| REQUIREMENT |
Output each record below exactly as it stands, leaving out the pictures.

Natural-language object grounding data
★ ★ ★ ★ ★
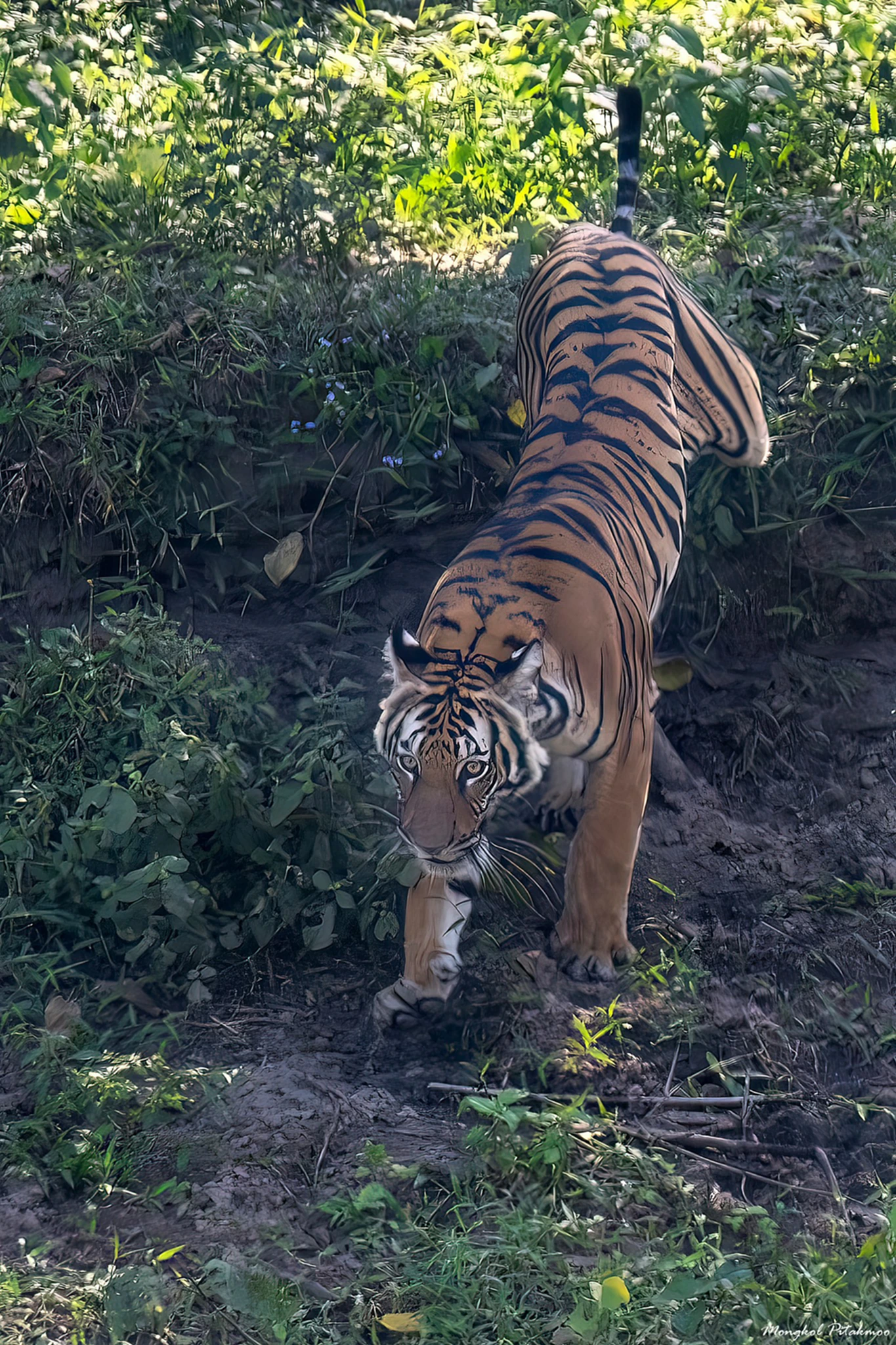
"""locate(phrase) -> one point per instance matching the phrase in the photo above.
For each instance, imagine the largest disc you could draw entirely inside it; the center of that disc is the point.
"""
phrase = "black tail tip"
(629, 104)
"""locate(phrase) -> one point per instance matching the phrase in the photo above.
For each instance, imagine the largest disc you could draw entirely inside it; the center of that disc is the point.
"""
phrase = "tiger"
(534, 658)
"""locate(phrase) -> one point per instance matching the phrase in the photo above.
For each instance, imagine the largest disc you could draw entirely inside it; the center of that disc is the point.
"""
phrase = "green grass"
(561, 1231)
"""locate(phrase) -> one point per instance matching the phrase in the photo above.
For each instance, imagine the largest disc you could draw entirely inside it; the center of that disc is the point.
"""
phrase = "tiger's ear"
(517, 678)
(405, 657)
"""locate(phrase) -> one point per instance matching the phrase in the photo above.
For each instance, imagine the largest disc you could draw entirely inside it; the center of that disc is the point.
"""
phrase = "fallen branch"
(733, 1146)
(621, 1101)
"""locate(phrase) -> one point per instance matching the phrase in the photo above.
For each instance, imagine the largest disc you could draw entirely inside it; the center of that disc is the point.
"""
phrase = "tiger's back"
(536, 642)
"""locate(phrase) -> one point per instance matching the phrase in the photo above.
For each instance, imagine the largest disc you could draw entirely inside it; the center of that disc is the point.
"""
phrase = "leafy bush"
(258, 125)
(154, 801)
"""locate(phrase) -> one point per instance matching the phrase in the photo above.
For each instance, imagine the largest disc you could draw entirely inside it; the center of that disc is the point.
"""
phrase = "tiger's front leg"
(591, 934)
(435, 919)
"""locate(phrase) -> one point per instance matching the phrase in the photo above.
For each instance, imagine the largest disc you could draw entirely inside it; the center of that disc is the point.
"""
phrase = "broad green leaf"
(120, 811)
(691, 115)
(672, 674)
(286, 799)
(685, 38)
(322, 937)
(486, 376)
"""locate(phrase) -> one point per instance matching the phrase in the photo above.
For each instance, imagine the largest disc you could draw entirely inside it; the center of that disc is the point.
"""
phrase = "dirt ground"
(762, 902)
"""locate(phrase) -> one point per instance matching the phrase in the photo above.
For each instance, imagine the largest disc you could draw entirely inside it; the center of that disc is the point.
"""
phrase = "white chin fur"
(464, 871)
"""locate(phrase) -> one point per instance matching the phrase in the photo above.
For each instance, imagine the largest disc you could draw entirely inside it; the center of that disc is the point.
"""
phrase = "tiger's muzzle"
(437, 824)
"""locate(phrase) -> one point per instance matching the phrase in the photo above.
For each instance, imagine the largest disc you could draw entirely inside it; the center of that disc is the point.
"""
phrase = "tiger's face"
(456, 739)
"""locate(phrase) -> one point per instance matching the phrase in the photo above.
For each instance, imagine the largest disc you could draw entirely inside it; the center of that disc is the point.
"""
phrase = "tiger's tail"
(629, 105)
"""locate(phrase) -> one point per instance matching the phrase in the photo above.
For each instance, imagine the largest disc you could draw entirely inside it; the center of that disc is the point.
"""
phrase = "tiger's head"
(457, 735)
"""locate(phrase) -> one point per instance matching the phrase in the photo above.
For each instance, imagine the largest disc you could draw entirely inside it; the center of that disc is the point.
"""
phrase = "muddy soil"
(761, 900)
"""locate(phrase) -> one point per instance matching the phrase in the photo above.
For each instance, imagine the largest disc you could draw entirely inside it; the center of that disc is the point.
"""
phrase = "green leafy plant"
(156, 811)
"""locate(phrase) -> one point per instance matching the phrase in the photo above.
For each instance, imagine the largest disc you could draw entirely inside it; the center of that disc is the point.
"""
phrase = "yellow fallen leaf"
(61, 1016)
(614, 1292)
(672, 674)
(409, 1324)
(281, 563)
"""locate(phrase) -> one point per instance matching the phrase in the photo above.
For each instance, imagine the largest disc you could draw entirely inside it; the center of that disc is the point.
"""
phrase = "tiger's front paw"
(594, 963)
(406, 1003)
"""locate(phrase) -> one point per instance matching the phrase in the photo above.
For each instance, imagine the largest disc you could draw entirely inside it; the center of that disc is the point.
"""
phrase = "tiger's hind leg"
(435, 919)
(591, 934)
(563, 795)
★ ★ ★ ★ ★
| SOLUTION TO THIS TASK |
"""locate(phrase) -> one point per instance matching the phrase in the photo above.
For each instance, imagine the largest disc you could draw entirely inside it; the center of that disc is the point.
"""
phrase = "black tail tip"
(629, 104)
"""locate(phrase) -> one point per instance matching the phrase in the photo above.
For each instance, imagine the largest disc you could draw entirely inside it; the center of that disc is the point.
"""
phrase = "tiger"
(534, 658)
"""locate(phrase) -> one point per instance matching the phrase in the photo above.
For each instance, imagine the largest disc you could draw entirely inside it; the center of that disc is the point.
"""
phrase = "green grass"
(561, 1231)
"""locate(phrase) -> one point per instance matching the phrase in the photo above.
For each instance, imagine the largest disc you could draw entirely inside it; the center of that disc is the point.
"""
phrase = "tiger's ear"
(517, 678)
(405, 657)
"""locate(phrase) -> one point per instance matching the phrase in the photo above.
For each instance, imagine the largest disc you could draw entirely inside it; the center of that disc is the point.
"""
phrase = "fallen branch"
(733, 1146)
(621, 1101)
"""locate(phrase) -> one point per instance matching the phrase in the photo above.
For each instance, imagine the largest disc you could draw entirely inside it; the center of that disc is the point.
"""
phrase = "tiger's back"
(536, 642)
"""locate(phrase) -> one point per instance matching the phrase in the photo above.
For each instance, imagine the largest disc you could draw entirely inside it; the center of that disc is the point.
"""
phrase = "leafy bush"
(258, 125)
(154, 801)
"""locate(phrase) -> one point per instance matching the phrase in the photo above.
For each instance, imagine the largest disc you could draw entirely inside it; the center of that disc is the point.
"""
phrase = "tiger's front leg"
(591, 934)
(435, 919)
"""locate(phrase) -> one point per instance matching the phrase in the photo above.
For each instance, imagine the largest disc you could draw entirely inside it; the center of that disc is the point.
"""
phrase = "broad green leaf"
(120, 811)
(691, 115)
(672, 674)
(286, 799)
(685, 38)
(322, 937)
(486, 376)
"""locate(phrase) -> one point per instance matching the phrase in the photo above.
For each instance, imagine the largest disc you could draw entirely inside it; the center of that disc is the point.
"""
phrase = "dirt ground"
(762, 902)
"""locate(phrase) -> one point per instance matching the phrase in the photo above.
For each instance, imagine the largest disc you could draw entirely inside it; the center of that disc is the point.
"""
phrase = "white chin fur"
(464, 871)
"""locate(phrase) -> one point per instance matching the phrase in the photo above.
For each instance, imagine the largest disc you could draw entirely inside it; the center of that disc is the point.
"""
phrase = "tiger's muzzle"
(437, 824)
"""locate(phrase) -> one point per instance matching the phrase in the photo above.
For each instance, imagine the largest disc you could draw entirely inside it; the center of that disc is the point.
"""
phrase = "tiger's face"
(456, 739)
"""locate(phrase) -> one point per instance matching the phrase in the photo above.
For each instance, imagine the largest disc you could draw entirely inside it; the center of that disc is the point.
"""
phrase = "tiger's tail"
(629, 105)
"""locate(phrase) -> one point per instance matching the phrase in the photo above.
For each instance, imagine the largest disc you could draw entirely inside it; the center of that disc is the point.
"""
phrase = "tiger's head"
(457, 735)
"""locate(phrase) -> one point per instance matching the phrase in the photo above.
For each instance, imagine the largest disc you could draw entirely inside it; the center of that disc is the point.
"""
phrase = "muddy soil"
(761, 900)
"""locate(phrase) -> one point per instance matching the phrase in the photo above.
For each instance, imagine the largest disc you could draw entirely inside it; the center of that disc is the point.
"""
phrase = "green leafy plant"
(156, 811)
"""locate(phrase) -> one point per instance matching the phrase in the photo above.
For each instance, imagine the largest disc you could draw entirely inside it; the center of that disc is the point.
"""
phrase = "yellow fallen leaf"
(61, 1016)
(614, 1292)
(672, 674)
(409, 1324)
(281, 563)
"""locate(phrase) -> one point per instance matching the phrase in the photo above.
For each instance, imagine the largest disc you could draw entirely inside it; the center of that disc is the point.
"""
phrase = "tiger's front paw"
(594, 963)
(406, 1003)
"""locate(phrase) -> one point per instance matching the phrase in the photo above.
For each instance, imagine the largest disc you could draw entirely inside it; the center of that disc is the point.
"""
phrase = "tiger's hind leg"
(435, 919)
(591, 934)
(563, 795)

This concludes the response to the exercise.